**Required action**: Reproduce the entries shown below only from the line with "indicate the white heart" down to the line with "indicate the book, a point for each instance", keeping both end lines and copying each one exactly.

○ ○ ○

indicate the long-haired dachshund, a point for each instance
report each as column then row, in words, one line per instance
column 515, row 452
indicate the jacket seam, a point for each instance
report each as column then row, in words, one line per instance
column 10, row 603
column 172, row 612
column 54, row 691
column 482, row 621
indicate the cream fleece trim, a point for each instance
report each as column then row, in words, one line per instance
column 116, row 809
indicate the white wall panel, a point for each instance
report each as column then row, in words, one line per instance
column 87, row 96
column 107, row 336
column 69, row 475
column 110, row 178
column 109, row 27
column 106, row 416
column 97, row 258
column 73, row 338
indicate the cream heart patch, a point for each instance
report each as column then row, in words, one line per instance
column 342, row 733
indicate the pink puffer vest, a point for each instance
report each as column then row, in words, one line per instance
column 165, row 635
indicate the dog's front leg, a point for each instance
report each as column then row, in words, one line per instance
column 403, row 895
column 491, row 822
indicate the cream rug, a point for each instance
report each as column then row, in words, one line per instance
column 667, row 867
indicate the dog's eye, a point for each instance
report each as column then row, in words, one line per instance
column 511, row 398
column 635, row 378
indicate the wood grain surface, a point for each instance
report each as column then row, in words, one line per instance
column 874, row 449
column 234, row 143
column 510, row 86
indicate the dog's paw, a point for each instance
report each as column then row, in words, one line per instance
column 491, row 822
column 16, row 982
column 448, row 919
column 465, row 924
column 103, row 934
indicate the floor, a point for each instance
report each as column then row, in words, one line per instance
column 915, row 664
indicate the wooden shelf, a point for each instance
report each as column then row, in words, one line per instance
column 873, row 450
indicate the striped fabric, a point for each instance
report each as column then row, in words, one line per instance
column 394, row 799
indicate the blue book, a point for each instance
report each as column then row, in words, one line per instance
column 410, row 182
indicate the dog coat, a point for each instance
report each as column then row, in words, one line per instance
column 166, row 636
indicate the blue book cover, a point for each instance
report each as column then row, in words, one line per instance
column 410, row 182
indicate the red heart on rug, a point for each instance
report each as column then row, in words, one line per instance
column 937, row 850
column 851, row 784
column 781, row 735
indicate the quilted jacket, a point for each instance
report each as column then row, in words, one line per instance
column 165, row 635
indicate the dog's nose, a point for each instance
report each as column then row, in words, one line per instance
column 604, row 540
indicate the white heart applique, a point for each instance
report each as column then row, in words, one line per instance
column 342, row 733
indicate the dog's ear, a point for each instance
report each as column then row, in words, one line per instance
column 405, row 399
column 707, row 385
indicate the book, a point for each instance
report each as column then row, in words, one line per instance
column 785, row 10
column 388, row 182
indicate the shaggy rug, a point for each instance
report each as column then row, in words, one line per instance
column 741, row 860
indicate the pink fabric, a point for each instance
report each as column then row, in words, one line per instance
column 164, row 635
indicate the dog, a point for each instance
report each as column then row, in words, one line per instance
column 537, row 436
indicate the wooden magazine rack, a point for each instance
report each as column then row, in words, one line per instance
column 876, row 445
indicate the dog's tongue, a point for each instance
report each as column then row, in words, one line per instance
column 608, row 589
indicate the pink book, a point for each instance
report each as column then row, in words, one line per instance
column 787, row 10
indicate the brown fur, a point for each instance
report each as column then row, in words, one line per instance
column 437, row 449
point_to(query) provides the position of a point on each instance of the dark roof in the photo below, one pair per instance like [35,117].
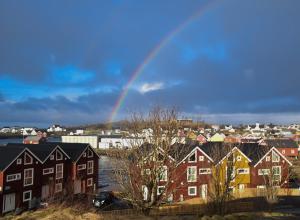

○ ○ ○

**Exercise response**:
indicate the white heart applique, a point for each instance
report each as column then row, in words, one line per instance
column 342, row 733
indicate the dog's ear, a point for each instance
report each as column then row, in words, one line per instance
column 405, row 399
column 707, row 385
indicate the book, a point for each instance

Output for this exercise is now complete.